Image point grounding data
####################

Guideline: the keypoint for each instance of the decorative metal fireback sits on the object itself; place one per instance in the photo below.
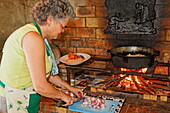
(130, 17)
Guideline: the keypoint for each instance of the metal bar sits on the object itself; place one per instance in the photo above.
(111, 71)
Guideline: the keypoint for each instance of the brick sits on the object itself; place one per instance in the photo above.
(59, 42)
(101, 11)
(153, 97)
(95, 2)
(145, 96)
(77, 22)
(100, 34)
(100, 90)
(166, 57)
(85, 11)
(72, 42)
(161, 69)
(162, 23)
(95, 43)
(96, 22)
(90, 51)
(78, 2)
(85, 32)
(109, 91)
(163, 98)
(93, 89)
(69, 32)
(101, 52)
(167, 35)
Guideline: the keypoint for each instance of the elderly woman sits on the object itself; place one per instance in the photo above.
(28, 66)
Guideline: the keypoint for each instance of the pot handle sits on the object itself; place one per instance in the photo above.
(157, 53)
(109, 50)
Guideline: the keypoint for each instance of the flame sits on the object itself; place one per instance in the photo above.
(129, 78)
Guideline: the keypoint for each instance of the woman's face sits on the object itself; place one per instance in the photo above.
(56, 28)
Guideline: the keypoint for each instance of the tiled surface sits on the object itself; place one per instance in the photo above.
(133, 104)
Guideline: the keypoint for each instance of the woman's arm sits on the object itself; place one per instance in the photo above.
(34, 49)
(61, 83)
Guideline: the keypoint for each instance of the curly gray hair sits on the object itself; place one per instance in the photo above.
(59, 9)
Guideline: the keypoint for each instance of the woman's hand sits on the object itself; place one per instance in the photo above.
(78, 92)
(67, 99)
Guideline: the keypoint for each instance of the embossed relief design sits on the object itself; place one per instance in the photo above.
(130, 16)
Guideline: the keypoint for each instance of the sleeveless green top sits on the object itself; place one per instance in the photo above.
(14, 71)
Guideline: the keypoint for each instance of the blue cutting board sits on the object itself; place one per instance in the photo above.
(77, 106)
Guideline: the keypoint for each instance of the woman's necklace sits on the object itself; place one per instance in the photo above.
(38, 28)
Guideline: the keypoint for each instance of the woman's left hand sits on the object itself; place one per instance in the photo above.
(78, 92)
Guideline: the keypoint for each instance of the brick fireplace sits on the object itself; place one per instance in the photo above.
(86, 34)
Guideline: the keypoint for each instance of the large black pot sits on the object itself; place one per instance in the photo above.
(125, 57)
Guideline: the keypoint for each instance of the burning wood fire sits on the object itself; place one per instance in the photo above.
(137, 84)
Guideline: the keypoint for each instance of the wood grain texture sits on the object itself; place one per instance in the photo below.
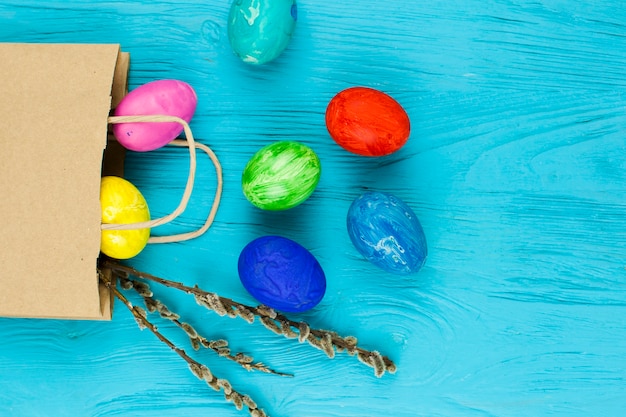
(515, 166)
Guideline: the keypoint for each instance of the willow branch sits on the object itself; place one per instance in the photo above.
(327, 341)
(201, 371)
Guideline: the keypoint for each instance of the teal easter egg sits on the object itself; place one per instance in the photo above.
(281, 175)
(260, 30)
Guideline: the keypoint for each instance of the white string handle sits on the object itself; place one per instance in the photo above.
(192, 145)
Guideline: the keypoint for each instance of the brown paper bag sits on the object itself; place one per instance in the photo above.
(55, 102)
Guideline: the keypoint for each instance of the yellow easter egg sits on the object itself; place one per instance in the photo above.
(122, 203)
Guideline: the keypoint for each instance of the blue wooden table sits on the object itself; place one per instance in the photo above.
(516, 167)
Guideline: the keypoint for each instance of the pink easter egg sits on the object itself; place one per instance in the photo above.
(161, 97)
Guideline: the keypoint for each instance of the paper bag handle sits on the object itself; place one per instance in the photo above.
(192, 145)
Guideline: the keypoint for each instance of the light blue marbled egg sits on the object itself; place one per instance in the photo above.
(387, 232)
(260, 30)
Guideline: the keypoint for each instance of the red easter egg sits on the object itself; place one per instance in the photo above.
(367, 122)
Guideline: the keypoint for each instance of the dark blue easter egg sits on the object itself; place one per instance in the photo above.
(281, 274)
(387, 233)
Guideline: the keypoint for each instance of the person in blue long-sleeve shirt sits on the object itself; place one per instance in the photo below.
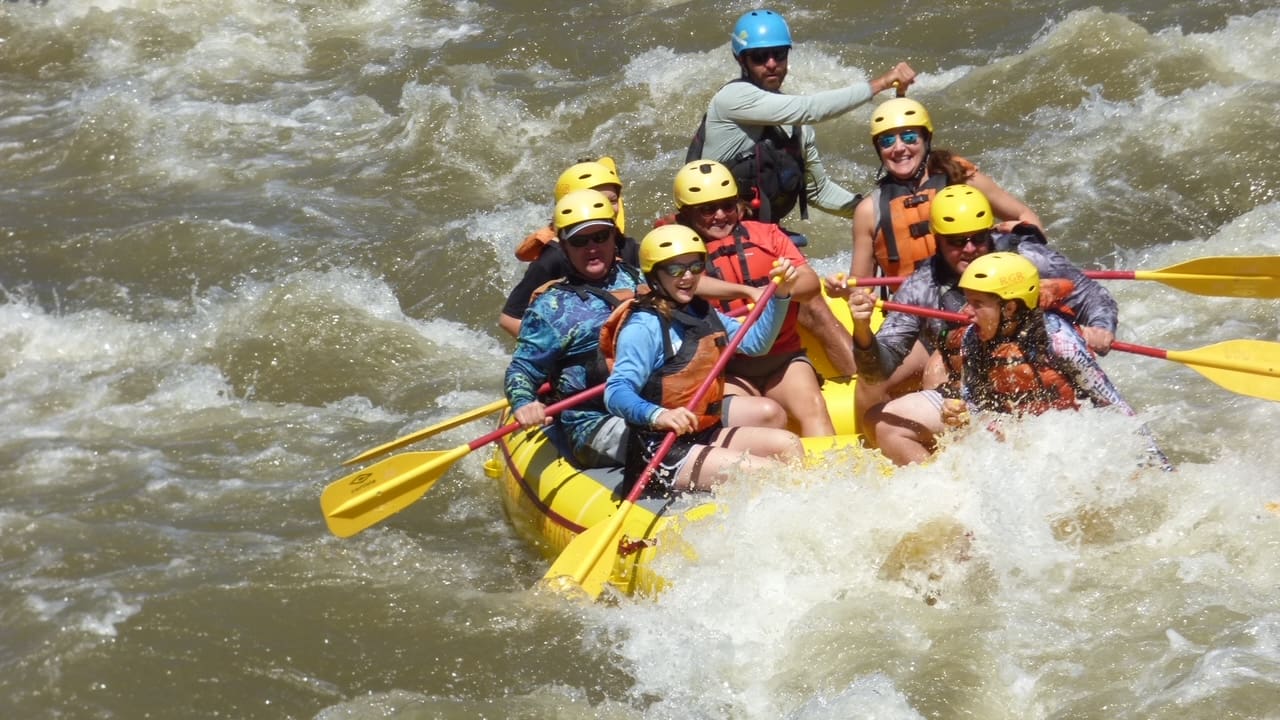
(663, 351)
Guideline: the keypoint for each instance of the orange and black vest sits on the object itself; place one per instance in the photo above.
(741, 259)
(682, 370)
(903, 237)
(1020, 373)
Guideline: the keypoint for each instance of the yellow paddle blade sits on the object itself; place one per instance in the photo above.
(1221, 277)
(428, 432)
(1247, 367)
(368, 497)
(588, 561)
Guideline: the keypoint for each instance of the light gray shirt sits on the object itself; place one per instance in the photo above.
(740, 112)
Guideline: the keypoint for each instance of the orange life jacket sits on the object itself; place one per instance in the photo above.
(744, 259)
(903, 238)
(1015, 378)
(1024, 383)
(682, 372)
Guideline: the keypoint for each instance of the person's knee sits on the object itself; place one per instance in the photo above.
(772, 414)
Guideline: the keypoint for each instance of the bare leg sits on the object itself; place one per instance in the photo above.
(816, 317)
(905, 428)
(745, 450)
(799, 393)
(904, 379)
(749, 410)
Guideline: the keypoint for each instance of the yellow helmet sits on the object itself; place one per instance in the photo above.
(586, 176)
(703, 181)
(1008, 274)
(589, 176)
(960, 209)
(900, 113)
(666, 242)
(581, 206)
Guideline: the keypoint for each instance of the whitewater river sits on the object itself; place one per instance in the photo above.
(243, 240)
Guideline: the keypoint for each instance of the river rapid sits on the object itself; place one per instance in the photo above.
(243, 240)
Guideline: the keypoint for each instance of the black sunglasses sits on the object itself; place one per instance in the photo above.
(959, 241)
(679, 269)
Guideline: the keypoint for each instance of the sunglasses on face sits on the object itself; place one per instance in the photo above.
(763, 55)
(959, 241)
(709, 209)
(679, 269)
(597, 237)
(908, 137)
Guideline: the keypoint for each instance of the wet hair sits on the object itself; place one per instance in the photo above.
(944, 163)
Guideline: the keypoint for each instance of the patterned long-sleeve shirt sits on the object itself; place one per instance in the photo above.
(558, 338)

####################

### PROBLEM TO WORK ON
Give the entries again without a single change, but with no pictures.

### ANSWER TO THE PROBLEM
Guideline: the keypoint for each instance of the decorative metal fireback sits on the object itself; place one per instance in the photo below.
(130, 17)
Guideline: the keypoint for each instance of the metal bar sits on the object itself; place one per instance in the photo above.
(111, 71)
Guideline: the keypoint for each instance of the brick sits on the object itself; place one per instance in the photo above.
(59, 42)
(101, 11)
(153, 97)
(95, 2)
(145, 96)
(77, 22)
(100, 34)
(100, 90)
(166, 57)
(85, 11)
(72, 42)
(161, 69)
(162, 23)
(95, 43)
(96, 22)
(90, 51)
(78, 2)
(85, 32)
(109, 91)
(163, 98)
(93, 89)
(69, 32)
(101, 52)
(167, 35)
Guideline: the keypoint for each instance of the elderly woman sits on the object itself; place one per instance in the photo above.
(28, 66)
Guideline: the keypoint for each instance of the pot handle sits on the object itself; place one per instance in the photo above.
(157, 53)
(109, 50)
Guideline: the keypoint for each instance of the flame sits on the object itself; place one per instance in the photo above.
(129, 78)
Guideline: the keypoint for each instance of the woman's face sits on the object itself; place one per instance in the photo above.
(56, 28)
Guideline: the keypoint for each instance of the tiled surface sits on the object itself; place one per instance in the photo above.
(133, 104)
Guideline: the keypoint for each instance of the woman's arm sits on the object itself; place one per instance in the photo above.
(34, 49)
(61, 83)
Guideline: the keypoint for each instance of the curly gray hair sits on the object itself; place one per instance in the photo above.
(59, 9)
Guideline: the keypoint for each instance of the woman's hand sits on the object itself; place one per instance in the photo above.
(78, 92)
(67, 99)
Guideline: the keypoint for each instance of the embossed relief design sits on the object itself; place one per instance in the photo above.
(130, 16)
Guideline: the keypoint for each instance of the sleeveless green top sits on the object itself; place one per instance in the photo above.
(14, 71)
Guideline: the keypoint for each instance of the blue cutting board sits on the object itself; place one per instance in the photo above.
(77, 106)
Guideline: the keypoint for each instance of the woman's necklace sits on the object itself; place one per instance in the photo above.
(38, 28)
Guideline: the keypoint for each instance of the woman's left hand sits on the object itself; place one per instance in the photo above.
(78, 92)
Guideline: the keypoint for each instance of the brick fireplace sits on the object itself; place one per instance in the photo above.
(86, 34)
Guideline: the keypoint for each instance of the large black pot sits on the object itself; place one per instance in the photo above.
(125, 57)
Guideline: the keypoint for each instance of the burning wood fire sits on the object itself; place one per instance in the photo above.
(137, 84)
Guideline: the keypoint for each instance of the wood grain texture sits on the object itself; place one per instance in the photo below.
(515, 166)
Guideline: the keypoint for each instance of the willow branch sits on the object itself; place one per instance in the photo above.
(327, 341)
(201, 371)
Guideline: the keypoint for each instance of the teal easter egg sits on the object itself; place one per instance in the photo above.
(281, 175)
(260, 30)
Guideline: the keypoint for each instance of the white string handle sits on the object itself; place one per instance in the photo above.
(192, 145)
Guideline: the keypoint for each instance of the brown paper bag sits on the object itself; place one per instance in the photo above.
(55, 102)
Guideline: the keypoint for each instance of the yellow easter egg sits on the object itself; place one per instance in the photo above.
(122, 203)
Guideline: the keypoint for each instance of the blue wooden table sits on the object itself; place one per instance in the photo above.
(516, 167)
Guideline: the keypoint for each instance of the pink easter egg sits on the object itself; place one per instance in the photo above.
(161, 97)
Guideline: the keypoint for each instance of the paper bag handle sits on the object itself; place one per instance in the photo above.
(192, 145)
Guideline: the keypoint for each instance of the light blue marbled egg sits on the object itself; place one per instance in the photo above.
(387, 232)
(260, 30)
Guideline: the keypoint for each instance of the red easter egg sits on the object itself; place one per instance in the photo above.
(367, 122)
Guideline: the keypoint for each instance of the dark blue easter egg sits on the object itself; place one per instance in the photo above.
(281, 274)
(387, 233)
Guideline: the keypoint for each instance of the person in blue long-sleeve shirt sits on the object itself; place one per instance in the photo below.
(663, 351)
Guideline: the keypoint for each instance of the orange and black vest sits on the object itself; place one per instance in the photo above.
(741, 259)
(682, 370)
(903, 237)
(1020, 373)
Guideline: the keypoint for each instance of the yellow paddle blade sits on the object itself; place one per instance in the photo above.
(1221, 277)
(428, 432)
(1247, 367)
(368, 497)
(588, 561)
Guideline: the keypoint for each instance of the light gray shirt sits on the object itself; place one per instance in the photo above.
(740, 112)
Guideline: the keypoint for each instance of the orange life jacket sits on the object itself; place one per instance in the photo above.
(744, 259)
(903, 238)
(1015, 378)
(1024, 383)
(682, 372)
Guideline: the keypoint for each instance of the person's knee sits on the object itself; place one per instance in the photo above.
(772, 414)
Guideline: the keypoint for each instance of the bare leg sits on the object itself; place one per instance in the photo above.
(816, 317)
(905, 428)
(745, 450)
(799, 393)
(904, 379)
(749, 410)
Guideline: the keypoint for each instance of the yellow helmet sits on the object itself; place one per instance in the photo above.
(586, 176)
(703, 181)
(1008, 274)
(589, 176)
(960, 209)
(900, 113)
(666, 242)
(581, 206)
Guideline: the keypoint for each instance of the whitewater river sits on the object itself; place one per instance in the photo above.
(243, 240)
Guideline: the keypoint for each instance of the river rapid sits on the object itself; place one per instance in the photo above.
(243, 240)
Guideline: the keypoint for each instance of the black sunglasses sits on the object itself; place one per instance in the photo above.
(959, 241)
(679, 269)
Guideline: the keypoint for each instance of the sunglasses on face sits on the object itself; place one per instance in the photo above.
(763, 55)
(959, 241)
(709, 209)
(679, 269)
(597, 237)
(908, 137)
Guideline: the keypoint for each instance of the wet hair sits on the object itself; place one per instance in the photo above.
(944, 163)
Guideline: the keypoint for each instance of the patterned long-sleeve shirt sits on the object itself; place one per instance in the photo above.
(558, 338)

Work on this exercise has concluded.